= REQUIREMENT 1 =
From the account of the Gaza assault below, return the stretch from "DATE: 27 December" through "days and nights." word for word.
= REQUIREMENT 2 =
In the account of the Gaza assault below, how much of Gaza's agricultural land does the undefined "buffer zone" cover?
** Opening DOCUMENT SEGMENT block **
DATE: 27 December 2010
Two years ago, when the first shells landed in Gaza City, I was not that worried: military attacks are a regular feature of life in the Gaza Strip. While the assault was more intense than usual, we did not foresee a full-fledged war.But the shelling continued. All that day, and night, and the next day. It continued until the new year came, and then it continued for another eighteen days and nights.
I was working around the clock to document the “cases” as they happened, but I remember them vividly: a young medic who was killed while loading victims onto an ambulance, a family who lost three sons on an attack near an UNRWA shelter, and men who were used as human shields by Israeli soldiers during home raids. I remember the Al-Qirem family, whose home was hit by an air strike. Fifteen-year-old Amira Al-Qirem, injured and unable to move, spent the night in the cold next to her father’s corpse; her brother and sister were killed by an explosion when they left to find help. I slept little during the assault; but I remember the nightmares. Amira’s face still haunts me.
I was often afraid that I would be killed, but I felt compelled to keep a record of the names of the dead, in the hope that their stories would be told, and one day justice could be achieved.
Two years later, almost no sign of recovery or reconstruction can be seen in the Gaza Strip. Israel’s continuing policy of closure denies the necessary materials to rebuild destroyed buildings and infrastructure. Gaza lacks the resources to properly treat sewage, which flows directly into the sea. Most people are prevented from leaving Gaza for work, study, or medical treatment, isolating us from the world. Rubble collectors and farmers risk their lives in pursuit of a livelihood in an undefined “buffer zone” that covers up to thirty percent of Gaza’s agricultural land, where people are routinely injured and killed by Israeli fire. We have been taken back to what feels like the dark ages.
The initial reaction to Operation Cast Lead by people around the world, combined with the many reports that documented the crimes committed, made me feel that my work during the assault had not been in vain. Two years later, justice is yet to come and Israel has been effectively granted impunity. As we try our best to rebuild from the rubble around us, this impunity is not a matter of anger – it is a matter of fear. After all that happened to us, Israel has sentenced just one soldier to jail, for stealing a credit card. What is to prevent “Cast Lead” from happening again?
** Closing DOCUMENT SEGMENT block **
** Opening GIVEN ENTRIES block **
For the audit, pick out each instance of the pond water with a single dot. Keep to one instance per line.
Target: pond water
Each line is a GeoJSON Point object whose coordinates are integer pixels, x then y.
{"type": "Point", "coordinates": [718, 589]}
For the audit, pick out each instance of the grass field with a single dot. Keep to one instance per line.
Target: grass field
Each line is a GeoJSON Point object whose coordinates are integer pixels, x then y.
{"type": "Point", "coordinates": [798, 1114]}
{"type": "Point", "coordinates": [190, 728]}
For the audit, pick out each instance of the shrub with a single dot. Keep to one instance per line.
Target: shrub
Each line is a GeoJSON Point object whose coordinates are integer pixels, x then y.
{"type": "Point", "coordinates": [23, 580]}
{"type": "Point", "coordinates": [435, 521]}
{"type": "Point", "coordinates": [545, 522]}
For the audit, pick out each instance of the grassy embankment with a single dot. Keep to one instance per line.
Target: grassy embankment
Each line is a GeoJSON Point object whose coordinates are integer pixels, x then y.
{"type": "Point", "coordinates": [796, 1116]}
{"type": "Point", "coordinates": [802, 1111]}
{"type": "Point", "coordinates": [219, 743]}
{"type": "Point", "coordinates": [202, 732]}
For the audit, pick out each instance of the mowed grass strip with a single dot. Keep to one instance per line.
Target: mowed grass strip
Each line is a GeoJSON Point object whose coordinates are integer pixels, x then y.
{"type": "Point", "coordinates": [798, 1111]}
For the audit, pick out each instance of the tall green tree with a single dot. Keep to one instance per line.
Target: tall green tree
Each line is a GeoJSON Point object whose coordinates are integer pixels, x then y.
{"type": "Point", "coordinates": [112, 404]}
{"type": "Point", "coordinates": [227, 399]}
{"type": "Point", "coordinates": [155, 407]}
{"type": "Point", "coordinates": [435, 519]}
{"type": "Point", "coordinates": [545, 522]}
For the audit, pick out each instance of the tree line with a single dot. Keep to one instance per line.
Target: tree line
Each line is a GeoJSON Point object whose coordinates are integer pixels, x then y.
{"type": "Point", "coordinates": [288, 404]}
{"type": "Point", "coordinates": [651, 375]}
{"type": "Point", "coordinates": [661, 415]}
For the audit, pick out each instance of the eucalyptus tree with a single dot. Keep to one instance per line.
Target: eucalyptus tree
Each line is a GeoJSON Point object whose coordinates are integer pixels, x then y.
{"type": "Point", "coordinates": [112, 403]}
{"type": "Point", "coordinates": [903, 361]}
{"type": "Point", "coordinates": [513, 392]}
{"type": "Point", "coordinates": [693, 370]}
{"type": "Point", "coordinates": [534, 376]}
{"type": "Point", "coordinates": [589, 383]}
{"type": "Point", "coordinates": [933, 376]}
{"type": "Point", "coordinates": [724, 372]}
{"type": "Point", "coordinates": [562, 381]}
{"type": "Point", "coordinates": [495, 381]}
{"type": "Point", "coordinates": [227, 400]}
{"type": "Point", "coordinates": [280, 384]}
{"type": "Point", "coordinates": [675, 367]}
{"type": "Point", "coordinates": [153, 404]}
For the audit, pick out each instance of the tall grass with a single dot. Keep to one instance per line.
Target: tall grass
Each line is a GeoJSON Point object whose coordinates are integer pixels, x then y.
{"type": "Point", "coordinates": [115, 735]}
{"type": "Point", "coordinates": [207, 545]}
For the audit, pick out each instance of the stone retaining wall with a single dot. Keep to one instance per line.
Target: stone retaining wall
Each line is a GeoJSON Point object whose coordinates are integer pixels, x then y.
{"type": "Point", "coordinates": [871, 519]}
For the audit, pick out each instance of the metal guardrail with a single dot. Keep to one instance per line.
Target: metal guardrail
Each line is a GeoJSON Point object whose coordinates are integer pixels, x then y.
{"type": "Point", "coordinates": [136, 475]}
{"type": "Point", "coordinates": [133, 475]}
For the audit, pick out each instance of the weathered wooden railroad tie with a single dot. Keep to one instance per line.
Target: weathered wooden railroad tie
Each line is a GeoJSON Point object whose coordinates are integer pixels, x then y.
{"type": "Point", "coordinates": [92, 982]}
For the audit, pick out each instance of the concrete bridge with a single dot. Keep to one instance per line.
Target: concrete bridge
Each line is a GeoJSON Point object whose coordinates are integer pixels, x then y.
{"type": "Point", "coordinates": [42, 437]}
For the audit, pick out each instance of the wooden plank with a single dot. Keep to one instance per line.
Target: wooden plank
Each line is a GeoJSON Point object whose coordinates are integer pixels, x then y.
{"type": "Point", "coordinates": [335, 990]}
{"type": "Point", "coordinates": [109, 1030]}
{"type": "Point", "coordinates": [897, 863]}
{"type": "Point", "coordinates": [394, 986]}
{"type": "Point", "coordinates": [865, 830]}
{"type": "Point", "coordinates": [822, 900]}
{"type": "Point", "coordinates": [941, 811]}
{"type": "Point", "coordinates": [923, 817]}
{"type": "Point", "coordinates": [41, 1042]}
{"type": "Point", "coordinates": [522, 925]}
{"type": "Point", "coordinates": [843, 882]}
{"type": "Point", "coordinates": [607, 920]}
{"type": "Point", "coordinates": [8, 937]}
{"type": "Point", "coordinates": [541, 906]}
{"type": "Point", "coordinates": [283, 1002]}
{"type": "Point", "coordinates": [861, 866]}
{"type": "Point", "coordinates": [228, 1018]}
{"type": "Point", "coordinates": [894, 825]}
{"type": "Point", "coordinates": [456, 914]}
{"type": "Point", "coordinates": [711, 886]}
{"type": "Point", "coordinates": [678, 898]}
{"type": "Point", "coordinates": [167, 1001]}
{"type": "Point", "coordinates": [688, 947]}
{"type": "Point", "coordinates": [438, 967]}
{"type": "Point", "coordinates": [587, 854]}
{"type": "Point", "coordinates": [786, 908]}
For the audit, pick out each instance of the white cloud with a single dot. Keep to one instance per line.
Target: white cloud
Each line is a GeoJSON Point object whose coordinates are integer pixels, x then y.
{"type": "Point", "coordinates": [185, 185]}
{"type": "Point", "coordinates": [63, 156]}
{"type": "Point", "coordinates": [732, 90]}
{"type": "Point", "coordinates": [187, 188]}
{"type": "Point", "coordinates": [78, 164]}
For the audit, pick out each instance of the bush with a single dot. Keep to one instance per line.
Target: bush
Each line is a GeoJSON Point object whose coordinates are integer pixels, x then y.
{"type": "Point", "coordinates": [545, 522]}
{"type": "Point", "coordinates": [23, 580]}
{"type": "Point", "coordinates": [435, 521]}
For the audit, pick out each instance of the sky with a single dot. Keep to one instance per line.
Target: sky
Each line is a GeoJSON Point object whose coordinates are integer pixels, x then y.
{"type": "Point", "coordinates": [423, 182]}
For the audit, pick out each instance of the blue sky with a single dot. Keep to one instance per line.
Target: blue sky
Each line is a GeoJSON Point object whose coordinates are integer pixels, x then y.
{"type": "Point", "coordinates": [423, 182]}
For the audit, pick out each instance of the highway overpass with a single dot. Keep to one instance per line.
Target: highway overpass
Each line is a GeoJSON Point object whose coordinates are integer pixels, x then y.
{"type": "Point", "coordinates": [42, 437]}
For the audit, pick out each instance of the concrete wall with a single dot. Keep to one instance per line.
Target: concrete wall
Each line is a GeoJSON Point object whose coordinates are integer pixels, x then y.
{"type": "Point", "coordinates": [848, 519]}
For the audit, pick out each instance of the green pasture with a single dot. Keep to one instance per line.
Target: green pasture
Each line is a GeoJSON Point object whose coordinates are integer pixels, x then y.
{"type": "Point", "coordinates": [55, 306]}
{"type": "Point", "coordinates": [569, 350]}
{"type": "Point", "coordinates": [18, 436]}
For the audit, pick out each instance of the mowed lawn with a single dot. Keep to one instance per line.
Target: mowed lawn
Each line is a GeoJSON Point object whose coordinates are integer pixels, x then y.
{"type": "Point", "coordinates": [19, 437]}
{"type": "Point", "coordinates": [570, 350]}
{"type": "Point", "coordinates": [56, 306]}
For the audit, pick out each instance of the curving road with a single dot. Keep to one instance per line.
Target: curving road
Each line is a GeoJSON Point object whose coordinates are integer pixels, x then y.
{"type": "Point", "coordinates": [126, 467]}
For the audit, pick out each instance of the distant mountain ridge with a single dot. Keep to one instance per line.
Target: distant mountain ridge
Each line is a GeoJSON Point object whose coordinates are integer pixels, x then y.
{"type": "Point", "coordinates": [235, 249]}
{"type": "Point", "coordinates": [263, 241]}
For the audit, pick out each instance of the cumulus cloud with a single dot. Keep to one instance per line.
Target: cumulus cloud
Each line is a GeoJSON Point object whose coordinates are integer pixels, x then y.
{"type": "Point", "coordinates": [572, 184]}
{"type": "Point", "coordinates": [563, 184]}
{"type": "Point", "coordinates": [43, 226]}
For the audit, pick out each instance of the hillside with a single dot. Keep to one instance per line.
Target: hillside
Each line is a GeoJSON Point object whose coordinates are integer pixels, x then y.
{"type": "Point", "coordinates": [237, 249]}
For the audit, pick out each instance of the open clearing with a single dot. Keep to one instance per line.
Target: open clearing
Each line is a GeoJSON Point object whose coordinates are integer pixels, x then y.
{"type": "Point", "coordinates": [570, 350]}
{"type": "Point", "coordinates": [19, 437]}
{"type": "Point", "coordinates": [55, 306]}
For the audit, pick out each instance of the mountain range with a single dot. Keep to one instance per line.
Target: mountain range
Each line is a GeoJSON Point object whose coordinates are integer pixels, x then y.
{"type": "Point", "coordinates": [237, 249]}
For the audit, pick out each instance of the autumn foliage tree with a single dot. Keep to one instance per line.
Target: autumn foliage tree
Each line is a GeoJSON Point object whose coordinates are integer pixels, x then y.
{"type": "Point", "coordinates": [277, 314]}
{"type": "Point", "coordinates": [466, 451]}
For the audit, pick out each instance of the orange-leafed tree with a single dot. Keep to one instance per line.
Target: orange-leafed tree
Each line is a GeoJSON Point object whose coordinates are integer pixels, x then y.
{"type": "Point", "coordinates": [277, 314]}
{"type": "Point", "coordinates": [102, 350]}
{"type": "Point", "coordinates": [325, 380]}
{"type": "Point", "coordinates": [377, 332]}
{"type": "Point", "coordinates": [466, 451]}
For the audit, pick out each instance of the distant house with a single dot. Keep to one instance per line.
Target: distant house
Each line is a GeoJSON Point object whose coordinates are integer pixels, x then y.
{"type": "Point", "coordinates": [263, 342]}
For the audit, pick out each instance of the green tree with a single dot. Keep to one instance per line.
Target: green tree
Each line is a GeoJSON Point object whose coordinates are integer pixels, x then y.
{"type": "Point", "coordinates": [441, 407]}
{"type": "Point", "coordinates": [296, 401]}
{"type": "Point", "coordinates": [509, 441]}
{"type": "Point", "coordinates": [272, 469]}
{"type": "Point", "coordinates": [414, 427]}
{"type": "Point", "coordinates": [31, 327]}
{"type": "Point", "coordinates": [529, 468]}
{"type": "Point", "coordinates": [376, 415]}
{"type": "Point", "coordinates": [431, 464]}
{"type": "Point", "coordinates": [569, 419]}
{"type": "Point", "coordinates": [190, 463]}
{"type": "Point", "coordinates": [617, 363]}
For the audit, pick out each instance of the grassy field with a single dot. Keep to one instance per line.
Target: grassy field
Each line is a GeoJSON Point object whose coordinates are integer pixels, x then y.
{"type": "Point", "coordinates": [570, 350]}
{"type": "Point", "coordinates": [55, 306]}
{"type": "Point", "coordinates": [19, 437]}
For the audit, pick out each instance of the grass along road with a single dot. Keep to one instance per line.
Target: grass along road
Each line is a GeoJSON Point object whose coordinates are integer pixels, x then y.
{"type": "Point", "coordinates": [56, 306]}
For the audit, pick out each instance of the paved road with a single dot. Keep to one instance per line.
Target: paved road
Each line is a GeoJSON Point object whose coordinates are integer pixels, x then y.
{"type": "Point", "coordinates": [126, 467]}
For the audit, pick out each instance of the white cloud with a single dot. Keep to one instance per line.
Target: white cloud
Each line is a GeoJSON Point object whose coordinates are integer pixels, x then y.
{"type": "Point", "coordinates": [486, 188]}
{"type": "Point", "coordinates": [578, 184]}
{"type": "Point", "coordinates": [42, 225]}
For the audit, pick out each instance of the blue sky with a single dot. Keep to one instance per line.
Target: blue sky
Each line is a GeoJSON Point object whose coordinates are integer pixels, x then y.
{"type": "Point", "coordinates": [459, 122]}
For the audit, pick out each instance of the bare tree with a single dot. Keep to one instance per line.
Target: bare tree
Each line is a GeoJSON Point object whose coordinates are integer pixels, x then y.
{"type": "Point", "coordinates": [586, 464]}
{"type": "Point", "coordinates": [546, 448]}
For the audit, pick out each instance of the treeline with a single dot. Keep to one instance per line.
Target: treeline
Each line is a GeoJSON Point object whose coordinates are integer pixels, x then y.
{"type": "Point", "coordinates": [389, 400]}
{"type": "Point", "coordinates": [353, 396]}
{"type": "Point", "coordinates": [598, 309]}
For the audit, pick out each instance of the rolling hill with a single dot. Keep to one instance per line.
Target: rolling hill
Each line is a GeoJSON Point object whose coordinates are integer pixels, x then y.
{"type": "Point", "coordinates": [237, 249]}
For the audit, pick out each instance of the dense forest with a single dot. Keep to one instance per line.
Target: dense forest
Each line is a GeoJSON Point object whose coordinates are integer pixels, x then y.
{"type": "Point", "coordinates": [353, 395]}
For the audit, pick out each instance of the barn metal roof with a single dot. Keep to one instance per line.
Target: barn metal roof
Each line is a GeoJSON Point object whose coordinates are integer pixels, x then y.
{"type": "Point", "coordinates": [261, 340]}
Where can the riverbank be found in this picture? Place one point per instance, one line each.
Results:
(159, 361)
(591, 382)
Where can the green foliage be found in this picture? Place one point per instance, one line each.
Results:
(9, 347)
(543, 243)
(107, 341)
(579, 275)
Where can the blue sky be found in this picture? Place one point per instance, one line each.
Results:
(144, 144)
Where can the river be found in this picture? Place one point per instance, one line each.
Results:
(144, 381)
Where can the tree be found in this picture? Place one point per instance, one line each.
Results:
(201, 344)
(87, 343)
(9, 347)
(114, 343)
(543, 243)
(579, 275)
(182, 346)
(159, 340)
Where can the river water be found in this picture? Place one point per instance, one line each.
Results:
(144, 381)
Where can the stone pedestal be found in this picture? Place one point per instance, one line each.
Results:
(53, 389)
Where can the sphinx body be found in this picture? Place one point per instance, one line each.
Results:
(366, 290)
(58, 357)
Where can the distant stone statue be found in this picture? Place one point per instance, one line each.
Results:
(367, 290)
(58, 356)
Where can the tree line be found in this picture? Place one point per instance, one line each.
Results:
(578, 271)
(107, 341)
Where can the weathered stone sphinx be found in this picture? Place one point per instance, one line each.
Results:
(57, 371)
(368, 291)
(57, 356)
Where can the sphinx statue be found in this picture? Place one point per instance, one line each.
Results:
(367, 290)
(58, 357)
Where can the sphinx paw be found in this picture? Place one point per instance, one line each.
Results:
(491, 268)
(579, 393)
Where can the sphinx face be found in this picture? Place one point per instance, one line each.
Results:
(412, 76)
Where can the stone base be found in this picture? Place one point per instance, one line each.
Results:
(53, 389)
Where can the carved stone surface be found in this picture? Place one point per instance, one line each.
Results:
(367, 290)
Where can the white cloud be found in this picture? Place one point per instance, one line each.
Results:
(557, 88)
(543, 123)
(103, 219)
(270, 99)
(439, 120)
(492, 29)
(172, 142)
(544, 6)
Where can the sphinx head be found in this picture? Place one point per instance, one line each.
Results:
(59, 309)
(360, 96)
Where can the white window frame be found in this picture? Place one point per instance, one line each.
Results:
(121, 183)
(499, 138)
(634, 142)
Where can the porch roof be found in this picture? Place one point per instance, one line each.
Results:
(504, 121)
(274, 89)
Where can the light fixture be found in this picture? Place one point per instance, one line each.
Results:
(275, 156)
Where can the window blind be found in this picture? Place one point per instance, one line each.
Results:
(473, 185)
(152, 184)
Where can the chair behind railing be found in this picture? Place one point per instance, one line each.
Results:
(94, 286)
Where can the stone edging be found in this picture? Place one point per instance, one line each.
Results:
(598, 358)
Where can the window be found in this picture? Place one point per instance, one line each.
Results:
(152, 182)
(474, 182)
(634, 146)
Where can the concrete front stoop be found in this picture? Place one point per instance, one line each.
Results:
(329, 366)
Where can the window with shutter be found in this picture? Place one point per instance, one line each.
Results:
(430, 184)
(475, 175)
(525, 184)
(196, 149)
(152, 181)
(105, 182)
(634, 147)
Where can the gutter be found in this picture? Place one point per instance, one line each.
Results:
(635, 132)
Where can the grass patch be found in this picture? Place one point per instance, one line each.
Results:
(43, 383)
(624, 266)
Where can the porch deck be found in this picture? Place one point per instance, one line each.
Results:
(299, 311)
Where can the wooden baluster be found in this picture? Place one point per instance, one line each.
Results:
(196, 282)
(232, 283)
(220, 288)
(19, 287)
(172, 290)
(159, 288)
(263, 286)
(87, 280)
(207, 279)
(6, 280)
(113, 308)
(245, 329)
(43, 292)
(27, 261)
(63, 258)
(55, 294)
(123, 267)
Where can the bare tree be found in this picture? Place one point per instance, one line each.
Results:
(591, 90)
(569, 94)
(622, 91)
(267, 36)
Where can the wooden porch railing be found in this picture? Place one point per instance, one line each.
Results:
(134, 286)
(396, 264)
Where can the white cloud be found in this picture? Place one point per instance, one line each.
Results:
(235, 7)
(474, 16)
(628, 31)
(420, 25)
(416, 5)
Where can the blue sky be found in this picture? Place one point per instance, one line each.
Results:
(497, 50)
** Closing GIVEN ENTRIES block **
= RESPONSE BOX 1 =
DATE: 27 December 2010
Two years ago, when the first shells landed in Gaza City, I was not that worried: military attacks are a regular feature of life in the Gaza Strip. While the assault was more intense than usual, we did not foresee a full-fledged war.But the shelling continued. All that day, and night, and the next day. It continued until the new year came, and then it continued for another eighteen days and nights.

= RESPONSE BOX 2 =
Up to thirty percent of Gaza's agricultural land.